• [WHAT IS BEING ASKED] In the material below, copy out the lines from the line containing "Compliance review item #47: Confirm the presence of the mute" through the end of the material, keeping each request, and shift every bounding box coordinate in the answers by adding 134 to it.

---*---

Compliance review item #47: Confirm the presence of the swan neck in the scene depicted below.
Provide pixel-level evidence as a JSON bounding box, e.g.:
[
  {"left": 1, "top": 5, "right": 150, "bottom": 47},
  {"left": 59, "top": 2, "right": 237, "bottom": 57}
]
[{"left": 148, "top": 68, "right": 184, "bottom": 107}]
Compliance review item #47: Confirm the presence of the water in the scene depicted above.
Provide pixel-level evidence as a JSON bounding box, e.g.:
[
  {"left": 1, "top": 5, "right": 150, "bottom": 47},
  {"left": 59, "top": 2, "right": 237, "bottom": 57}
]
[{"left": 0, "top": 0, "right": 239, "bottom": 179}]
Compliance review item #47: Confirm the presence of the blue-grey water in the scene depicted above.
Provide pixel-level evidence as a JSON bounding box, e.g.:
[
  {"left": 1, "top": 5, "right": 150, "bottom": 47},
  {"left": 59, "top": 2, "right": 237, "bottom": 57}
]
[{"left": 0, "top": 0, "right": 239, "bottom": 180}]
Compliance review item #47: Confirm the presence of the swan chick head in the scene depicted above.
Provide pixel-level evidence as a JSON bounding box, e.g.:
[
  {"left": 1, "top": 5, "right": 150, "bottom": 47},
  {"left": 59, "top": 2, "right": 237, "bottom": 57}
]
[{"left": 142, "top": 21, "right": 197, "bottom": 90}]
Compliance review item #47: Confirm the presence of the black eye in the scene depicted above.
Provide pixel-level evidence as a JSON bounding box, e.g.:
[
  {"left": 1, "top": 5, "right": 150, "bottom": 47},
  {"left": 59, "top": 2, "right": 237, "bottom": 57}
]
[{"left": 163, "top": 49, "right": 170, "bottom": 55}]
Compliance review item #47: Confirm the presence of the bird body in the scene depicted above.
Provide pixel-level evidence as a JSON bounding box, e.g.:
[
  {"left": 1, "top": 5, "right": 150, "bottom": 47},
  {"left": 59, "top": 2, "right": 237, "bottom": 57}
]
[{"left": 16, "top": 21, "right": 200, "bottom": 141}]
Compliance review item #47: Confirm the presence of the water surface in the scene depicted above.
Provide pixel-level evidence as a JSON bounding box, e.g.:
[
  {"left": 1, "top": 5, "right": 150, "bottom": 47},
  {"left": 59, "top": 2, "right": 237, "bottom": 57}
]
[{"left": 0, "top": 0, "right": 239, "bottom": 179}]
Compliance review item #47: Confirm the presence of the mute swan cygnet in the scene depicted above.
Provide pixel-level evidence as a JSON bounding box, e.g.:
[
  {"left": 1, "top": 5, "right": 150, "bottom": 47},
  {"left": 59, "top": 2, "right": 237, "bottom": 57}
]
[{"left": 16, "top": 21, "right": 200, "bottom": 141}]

---*---

• [ANSWER FOR THE TASK]
Compliance review item #47: Confirm the presence of the mute swan cygnet in the scene depicted above.
Provide pixel-level evidence as a JSON bounding box, e.g.:
[
  {"left": 1, "top": 5, "right": 150, "bottom": 47},
  {"left": 59, "top": 2, "right": 237, "bottom": 57}
]
[{"left": 150, "top": 155, "right": 334, "bottom": 275}]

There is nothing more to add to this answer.